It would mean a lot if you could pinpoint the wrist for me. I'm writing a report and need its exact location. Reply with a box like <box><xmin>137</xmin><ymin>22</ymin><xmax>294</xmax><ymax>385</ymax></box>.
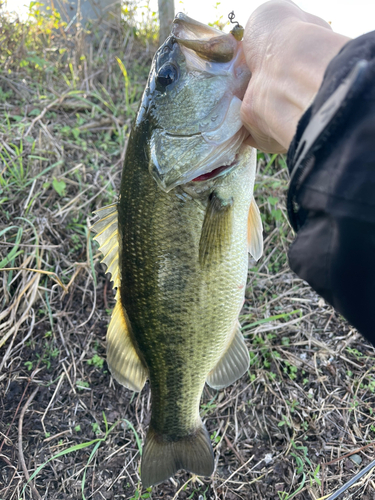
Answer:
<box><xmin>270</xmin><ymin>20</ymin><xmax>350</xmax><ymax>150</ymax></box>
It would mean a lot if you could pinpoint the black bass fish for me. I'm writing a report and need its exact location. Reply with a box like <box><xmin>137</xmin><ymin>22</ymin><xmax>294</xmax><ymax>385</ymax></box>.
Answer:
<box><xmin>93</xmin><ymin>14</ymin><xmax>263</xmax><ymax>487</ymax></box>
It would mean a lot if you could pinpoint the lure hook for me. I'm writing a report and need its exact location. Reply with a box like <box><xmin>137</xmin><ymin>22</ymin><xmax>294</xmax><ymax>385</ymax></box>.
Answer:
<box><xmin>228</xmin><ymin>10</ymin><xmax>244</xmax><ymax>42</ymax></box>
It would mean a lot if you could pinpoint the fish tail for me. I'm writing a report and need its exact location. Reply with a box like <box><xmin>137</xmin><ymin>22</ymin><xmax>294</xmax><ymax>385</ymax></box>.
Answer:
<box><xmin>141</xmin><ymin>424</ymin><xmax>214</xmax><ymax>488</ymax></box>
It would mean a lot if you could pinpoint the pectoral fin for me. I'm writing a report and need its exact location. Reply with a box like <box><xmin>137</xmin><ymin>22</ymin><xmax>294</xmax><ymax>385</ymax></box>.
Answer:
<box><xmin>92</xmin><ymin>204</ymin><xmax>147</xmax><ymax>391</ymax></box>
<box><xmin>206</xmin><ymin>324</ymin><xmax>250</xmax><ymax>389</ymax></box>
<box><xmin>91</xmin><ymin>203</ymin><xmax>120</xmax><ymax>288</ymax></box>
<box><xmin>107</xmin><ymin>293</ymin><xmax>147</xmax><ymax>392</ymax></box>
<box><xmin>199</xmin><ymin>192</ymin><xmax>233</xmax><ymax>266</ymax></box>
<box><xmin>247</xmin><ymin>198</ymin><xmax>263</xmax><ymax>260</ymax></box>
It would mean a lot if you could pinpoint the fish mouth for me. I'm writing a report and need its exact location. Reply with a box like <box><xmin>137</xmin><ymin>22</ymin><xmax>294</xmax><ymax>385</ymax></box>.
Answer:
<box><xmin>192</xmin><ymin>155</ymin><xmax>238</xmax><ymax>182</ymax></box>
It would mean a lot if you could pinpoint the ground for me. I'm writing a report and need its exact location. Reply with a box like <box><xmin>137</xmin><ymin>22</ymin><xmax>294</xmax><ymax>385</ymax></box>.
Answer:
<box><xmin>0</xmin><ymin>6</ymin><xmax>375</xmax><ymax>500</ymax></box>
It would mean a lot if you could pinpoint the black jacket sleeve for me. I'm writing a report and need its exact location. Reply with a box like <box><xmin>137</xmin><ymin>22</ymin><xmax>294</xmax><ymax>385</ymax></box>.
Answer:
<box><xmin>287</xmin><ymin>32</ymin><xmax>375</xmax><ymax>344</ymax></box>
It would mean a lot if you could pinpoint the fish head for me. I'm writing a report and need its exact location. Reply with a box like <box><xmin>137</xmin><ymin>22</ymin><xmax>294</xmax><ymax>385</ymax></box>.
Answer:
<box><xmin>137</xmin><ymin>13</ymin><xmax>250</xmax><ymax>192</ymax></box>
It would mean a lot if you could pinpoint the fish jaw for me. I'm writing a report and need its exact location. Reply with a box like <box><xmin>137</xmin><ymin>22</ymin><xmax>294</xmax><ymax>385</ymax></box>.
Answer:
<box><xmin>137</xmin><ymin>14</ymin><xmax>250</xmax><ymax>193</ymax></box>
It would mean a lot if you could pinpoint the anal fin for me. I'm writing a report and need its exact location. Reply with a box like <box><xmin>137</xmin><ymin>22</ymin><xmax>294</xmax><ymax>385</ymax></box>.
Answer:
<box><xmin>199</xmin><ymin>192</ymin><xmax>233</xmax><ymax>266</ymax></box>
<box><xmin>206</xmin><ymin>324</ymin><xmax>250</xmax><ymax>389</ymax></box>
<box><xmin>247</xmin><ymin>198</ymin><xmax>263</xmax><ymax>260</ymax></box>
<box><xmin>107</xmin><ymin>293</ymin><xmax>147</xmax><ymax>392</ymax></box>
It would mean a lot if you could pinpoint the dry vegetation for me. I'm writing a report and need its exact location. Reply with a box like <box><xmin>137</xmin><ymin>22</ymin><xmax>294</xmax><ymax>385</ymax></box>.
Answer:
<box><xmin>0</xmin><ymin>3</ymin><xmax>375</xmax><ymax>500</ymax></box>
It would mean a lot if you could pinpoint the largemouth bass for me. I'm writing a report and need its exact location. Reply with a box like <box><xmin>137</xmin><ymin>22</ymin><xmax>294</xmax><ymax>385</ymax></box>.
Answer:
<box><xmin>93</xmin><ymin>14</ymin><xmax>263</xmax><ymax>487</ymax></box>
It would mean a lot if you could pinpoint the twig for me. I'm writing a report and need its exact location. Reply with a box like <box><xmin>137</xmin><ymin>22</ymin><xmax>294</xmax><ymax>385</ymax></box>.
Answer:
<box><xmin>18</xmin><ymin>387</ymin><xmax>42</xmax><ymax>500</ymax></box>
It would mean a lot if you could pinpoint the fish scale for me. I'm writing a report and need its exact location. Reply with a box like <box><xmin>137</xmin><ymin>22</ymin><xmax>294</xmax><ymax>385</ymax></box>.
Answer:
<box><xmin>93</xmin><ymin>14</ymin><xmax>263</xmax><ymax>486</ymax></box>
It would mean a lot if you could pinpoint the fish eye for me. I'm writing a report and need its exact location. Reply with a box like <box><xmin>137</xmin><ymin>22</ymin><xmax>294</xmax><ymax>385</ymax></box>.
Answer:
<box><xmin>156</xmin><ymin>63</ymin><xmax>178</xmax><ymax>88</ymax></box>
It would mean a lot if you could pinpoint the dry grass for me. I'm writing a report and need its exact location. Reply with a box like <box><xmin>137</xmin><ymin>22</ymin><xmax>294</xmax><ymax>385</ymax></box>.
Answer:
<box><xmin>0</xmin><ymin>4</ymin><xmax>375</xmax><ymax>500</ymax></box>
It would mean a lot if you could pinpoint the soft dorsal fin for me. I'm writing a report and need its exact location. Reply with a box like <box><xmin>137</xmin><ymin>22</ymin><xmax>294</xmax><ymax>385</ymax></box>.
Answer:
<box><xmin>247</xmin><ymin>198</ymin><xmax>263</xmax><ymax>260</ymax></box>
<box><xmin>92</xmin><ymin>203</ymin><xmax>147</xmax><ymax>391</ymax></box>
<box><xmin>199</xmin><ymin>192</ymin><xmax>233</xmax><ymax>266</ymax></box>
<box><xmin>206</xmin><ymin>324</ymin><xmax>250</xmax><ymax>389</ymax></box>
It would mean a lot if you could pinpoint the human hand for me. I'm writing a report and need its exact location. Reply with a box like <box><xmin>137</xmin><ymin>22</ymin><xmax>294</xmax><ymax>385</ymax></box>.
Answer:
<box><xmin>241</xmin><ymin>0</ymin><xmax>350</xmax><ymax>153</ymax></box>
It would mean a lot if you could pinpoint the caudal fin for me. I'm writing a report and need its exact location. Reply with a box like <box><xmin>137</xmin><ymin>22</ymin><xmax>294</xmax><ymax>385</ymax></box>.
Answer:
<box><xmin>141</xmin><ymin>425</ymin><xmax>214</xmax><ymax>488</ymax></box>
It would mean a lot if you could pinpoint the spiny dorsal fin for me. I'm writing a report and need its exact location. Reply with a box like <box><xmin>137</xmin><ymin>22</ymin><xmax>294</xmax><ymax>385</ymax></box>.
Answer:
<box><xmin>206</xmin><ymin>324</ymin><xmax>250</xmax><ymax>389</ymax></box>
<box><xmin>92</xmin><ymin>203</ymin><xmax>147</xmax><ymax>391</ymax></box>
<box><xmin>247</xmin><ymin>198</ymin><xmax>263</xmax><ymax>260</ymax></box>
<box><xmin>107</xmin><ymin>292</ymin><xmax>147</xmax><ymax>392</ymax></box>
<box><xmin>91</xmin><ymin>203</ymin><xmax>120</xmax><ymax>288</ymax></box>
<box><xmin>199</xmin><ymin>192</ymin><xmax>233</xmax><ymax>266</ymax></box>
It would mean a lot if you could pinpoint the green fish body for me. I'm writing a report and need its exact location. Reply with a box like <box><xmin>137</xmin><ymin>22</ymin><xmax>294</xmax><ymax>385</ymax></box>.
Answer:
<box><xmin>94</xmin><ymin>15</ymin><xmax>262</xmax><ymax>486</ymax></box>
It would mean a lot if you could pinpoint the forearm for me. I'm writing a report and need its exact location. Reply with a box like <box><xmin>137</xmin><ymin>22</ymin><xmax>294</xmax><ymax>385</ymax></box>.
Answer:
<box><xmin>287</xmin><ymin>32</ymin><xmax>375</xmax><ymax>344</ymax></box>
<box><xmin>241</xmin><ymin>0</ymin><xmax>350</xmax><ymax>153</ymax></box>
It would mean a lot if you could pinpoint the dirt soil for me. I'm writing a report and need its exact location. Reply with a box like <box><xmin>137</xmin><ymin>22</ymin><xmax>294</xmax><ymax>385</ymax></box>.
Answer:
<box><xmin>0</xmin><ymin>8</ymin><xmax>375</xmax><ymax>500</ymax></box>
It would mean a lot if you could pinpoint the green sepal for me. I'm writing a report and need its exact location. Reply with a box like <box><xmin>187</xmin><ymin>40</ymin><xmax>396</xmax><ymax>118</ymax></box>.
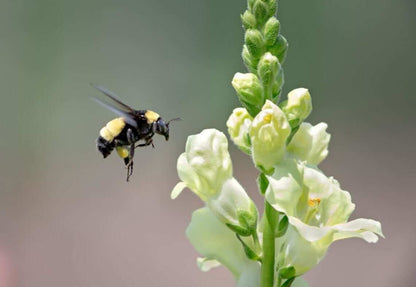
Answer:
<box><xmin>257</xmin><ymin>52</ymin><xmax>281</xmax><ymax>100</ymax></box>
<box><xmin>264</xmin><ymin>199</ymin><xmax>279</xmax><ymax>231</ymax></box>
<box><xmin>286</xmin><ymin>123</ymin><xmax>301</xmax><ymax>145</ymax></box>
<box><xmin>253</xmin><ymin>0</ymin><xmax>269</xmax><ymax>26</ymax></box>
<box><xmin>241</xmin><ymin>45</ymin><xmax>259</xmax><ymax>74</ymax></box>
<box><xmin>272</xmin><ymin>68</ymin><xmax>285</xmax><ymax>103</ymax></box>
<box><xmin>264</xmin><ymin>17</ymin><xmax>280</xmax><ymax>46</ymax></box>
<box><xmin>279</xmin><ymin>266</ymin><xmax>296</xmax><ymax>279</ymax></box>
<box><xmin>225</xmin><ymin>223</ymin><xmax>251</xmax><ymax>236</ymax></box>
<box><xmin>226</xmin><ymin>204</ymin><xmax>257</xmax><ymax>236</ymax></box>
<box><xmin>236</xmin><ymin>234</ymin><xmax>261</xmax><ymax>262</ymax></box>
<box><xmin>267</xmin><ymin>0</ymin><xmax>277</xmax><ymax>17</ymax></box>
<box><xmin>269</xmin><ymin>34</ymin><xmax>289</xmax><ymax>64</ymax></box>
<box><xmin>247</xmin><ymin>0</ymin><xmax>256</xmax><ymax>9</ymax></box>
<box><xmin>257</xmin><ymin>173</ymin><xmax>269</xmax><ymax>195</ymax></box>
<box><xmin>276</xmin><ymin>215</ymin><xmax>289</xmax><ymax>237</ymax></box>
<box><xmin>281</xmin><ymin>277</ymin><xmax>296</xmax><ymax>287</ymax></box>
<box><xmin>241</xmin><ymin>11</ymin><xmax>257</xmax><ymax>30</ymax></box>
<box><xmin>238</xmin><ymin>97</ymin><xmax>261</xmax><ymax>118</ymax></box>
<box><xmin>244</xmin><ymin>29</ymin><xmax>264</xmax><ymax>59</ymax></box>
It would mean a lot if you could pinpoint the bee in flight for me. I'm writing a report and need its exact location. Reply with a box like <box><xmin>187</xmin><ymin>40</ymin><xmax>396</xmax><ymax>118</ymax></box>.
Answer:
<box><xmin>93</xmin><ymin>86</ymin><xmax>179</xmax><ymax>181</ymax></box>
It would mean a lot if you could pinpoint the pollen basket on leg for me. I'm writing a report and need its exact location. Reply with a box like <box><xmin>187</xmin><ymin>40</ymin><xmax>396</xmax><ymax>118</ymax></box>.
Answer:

------------------------

YOUR TASK
Reproduce word for word the lines from the one containing "It would mean a lot if you could pinpoint the bee" through the end of the entries, including both the first and last lines.

RESULT
It would mean a lot if you could pinpoint the bee in flight for me. I'm writing a report and need its exact location. Reply with a box like <box><xmin>187</xmin><ymin>40</ymin><xmax>396</xmax><ymax>118</ymax></box>.
Answer:
<box><xmin>93</xmin><ymin>86</ymin><xmax>179</xmax><ymax>181</ymax></box>
It would mean a lot if you could pinpoint the pollen basket on leg for me. I'm writing a report and need its exact location. Reply with a box like <box><xmin>187</xmin><ymin>40</ymin><xmax>396</xmax><ymax>118</ymax></box>.
Answer:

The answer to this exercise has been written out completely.